[Start Given text]

Put some shallow water dishes in the garden. It worked for me and it was FREE.

Sent from my LG-K550 using Tapatalk


----------



## rynochop2.0 (Jul 14, 2016)

gary.curlin said:


> Put some shallow water dishes in the garden. It worked for me and it was FREE.
> 
> Sent from my LG-K550 using Tapatalk


Really? What does that do?


----------



## gary.curlin (Apr 11, 2015)

They are looking for water. Give them plenty and see the difference. Now the chili petines are a mockingbird favorite.

Sent from my LG-K550 using Tapatalk


----------



## 2Ws (Jun 28, 2016)

My dad has tried most including spraying with La hot sauce, it worked for awhile but they got to where they liked it. They WILL figure out the electric fence sooner or later including tearing it up. I use a motion detector light along with a radio on a timer set at different times and length ALL inside a 4' fence with dogs...


----------



## Rubberback (Sep 9, 2008)

2Ws said:


> My dad has tried most including spraying with La hot sauce, it worked for awhile but they got to where they liked it. They WILL figure out the electric fence sooner or later including tearing it up. I use a motion detector light along with a radio on a timer set at different times and length ALL inside a 4' fence with dogs...


You won't believe this and no I'm not drinking. Before I had any neighbors. I would turn on my radio outdoor speakers and the dang deer would come within 10 yards from the shack and lay down and listen to the music. I've had bobcats kill my chickens while music is playing .


----------



## Mattsfishin (Aug 23, 2009)

[End Given text]
[Start Provided data]

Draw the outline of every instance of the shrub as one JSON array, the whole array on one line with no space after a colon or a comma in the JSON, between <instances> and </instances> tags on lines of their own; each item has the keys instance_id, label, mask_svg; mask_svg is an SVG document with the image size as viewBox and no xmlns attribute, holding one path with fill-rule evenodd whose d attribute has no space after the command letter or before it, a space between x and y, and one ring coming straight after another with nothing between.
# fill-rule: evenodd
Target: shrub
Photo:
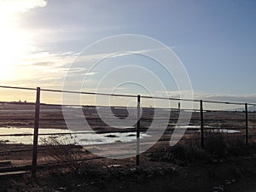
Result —
<instances>
[{"instance_id":1,"label":"shrub","mask_svg":"<svg viewBox=\"0 0 256 192\"><path fill-rule=\"evenodd\" d=\"M66 165L70 171L79 172L84 166L81 160L83 156L81 148L70 139L48 137L42 139L41 142L47 148L47 154L57 162Z\"/></svg>"}]
</instances>

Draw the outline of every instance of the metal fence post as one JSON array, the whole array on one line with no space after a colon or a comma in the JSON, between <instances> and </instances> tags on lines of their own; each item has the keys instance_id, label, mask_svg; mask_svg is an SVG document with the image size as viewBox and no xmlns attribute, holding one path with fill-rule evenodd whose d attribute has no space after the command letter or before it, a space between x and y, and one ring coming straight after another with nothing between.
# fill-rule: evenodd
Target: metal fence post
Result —
<instances>
[{"instance_id":1,"label":"metal fence post","mask_svg":"<svg viewBox=\"0 0 256 192\"><path fill-rule=\"evenodd\" d=\"M200 100L200 116L201 116L201 147L204 148L204 112L203 101Z\"/></svg>"},{"instance_id":2,"label":"metal fence post","mask_svg":"<svg viewBox=\"0 0 256 192\"><path fill-rule=\"evenodd\" d=\"M33 152L32 152L32 177L37 177L37 161L38 161L38 128L39 128L39 113L40 113L40 87L37 88L37 100L35 108L35 120L34 120L34 138L33 138Z\"/></svg>"},{"instance_id":3,"label":"metal fence post","mask_svg":"<svg viewBox=\"0 0 256 192\"><path fill-rule=\"evenodd\" d=\"M137 154L136 165L140 165L140 110L141 110L141 96L137 95Z\"/></svg>"},{"instance_id":4,"label":"metal fence post","mask_svg":"<svg viewBox=\"0 0 256 192\"><path fill-rule=\"evenodd\" d=\"M245 103L245 113L246 113L246 144L248 144L248 108L247 108L247 103Z\"/></svg>"}]
</instances>

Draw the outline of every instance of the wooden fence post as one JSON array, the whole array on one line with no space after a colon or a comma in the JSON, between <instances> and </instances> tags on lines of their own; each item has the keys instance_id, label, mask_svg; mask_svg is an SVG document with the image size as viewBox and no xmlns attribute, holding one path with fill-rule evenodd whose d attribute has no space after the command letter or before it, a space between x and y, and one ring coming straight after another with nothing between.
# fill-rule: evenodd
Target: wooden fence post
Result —
<instances>
[{"instance_id":1,"label":"wooden fence post","mask_svg":"<svg viewBox=\"0 0 256 192\"><path fill-rule=\"evenodd\" d=\"M136 165L140 165L140 110L141 110L141 96L137 95L137 154L136 154Z\"/></svg>"},{"instance_id":2,"label":"wooden fence post","mask_svg":"<svg viewBox=\"0 0 256 192\"><path fill-rule=\"evenodd\" d=\"M200 100L200 116L201 116L201 147L204 148L204 112L203 101Z\"/></svg>"},{"instance_id":3,"label":"wooden fence post","mask_svg":"<svg viewBox=\"0 0 256 192\"><path fill-rule=\"evenodd\" d=\"M245 103L245 113L246 113L246 144L248 144L248 108L247 108L247 103Z\"/></svg>"},{"instance_id":4,"label":"wooden fence post","mask_svg":"<svg viewBox=\"0 0 256 192\"><path fill-rule=\"evenodd\" d=\"M40 87L37 88L37 100L35 108L35 119L34 119L34 138L33 138L33 152L32 152L32 177L37 177L37 161L38 161L38 129L39 129L39 114L40 114Z\"/></svg>"}]
</instances>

[End Provided data]

To-do list =>
a: Select every line of the entries that contains the string "Target", matching case exactly, and copy those lines.
b: Write what comes next in the forum thread about keeping animals out of a garden, picking up right after its final line.

Responses in order =>
a:
Target: shrub
Target: metal fence post
Target: wooden fence post

b:
I used t post for my fence around my fruit trees. Did not look good but did the job. Did not have the fence stretched tight. Noticed the deer did not like the fence loose. Only did this waiting on the developer to install their fence around the new subdivision they are putting in. They have now installed most of the 8 ft cedar fence which will keep the deer out but with the new house's most of the deer are now gone somewhere else.

RB the deer used to come up to my house and bed down. I thought they wanted to watch tv. I would leave the blinds open and could see them outside watching me in the house. Had a lazy lab that would not bother the deer and when he passed they would bed down by his kennel some nights.


----------



## saltwatersensations (Aug 30, 2004)

Get a green house


----------



## goatchze (Aug 1, 2006)

Electric Fence.


----------



## Rubberback (Sep 9, 2008)

goatchze said:


> Electric Fence.


Good answer! I have hot wire around a chicken coop, it works. Killed snakes, squirrels, rats, and mice. I'm sure plenty of ***** have been shocked. And every other critter.
Everything likes chickens or eggs.
I learned quick to make predator proof pens. Chicken wire does not work a **** will rip it apart.
You do need to make sure any object is not laying on the wire. It will ground out the shock.


----------



## peckerwood (Jun 9, 2012)

Rubberback said:


> You won't believe this and no I'm not drinking. Before I had any neighbors. I would turn on my radio outdoor speakers and the dang deer would come within 10 yards from the shack and lay down and listen to the music. I've had bobcats kill my chickens while music is playing .


We had a doe at our lease that would come to our camp and lay down about 100' from the cabin when the radio was playing. When we'd get to the lease,someone always said,"turn the radio on for Sissy".


----------



## Rubberback (Sep 9, 2008)

peckerwood said:


> We had a doe at our lease that would come to our camp and lay down about 100' from the cabin when the radio was playing. When we'd get to the lease,someone always said,"turn the radio on for Sissy".


I hear ya! They paid no mind to me. I even had some bucks laying in the grass just enjoying the music. It ended when the bull dozier showed up and a few houses were built. Seen very few deer since some idiot thinks he's gonna make a zillion dollars ruining the country with a neighbor hood in the country. 
After 6 years maybe built 5 houses on 240 acre tract. I'd have to say he lost his arse. Trying to sell 4 acre tracts for 25 grand an acre. Come on.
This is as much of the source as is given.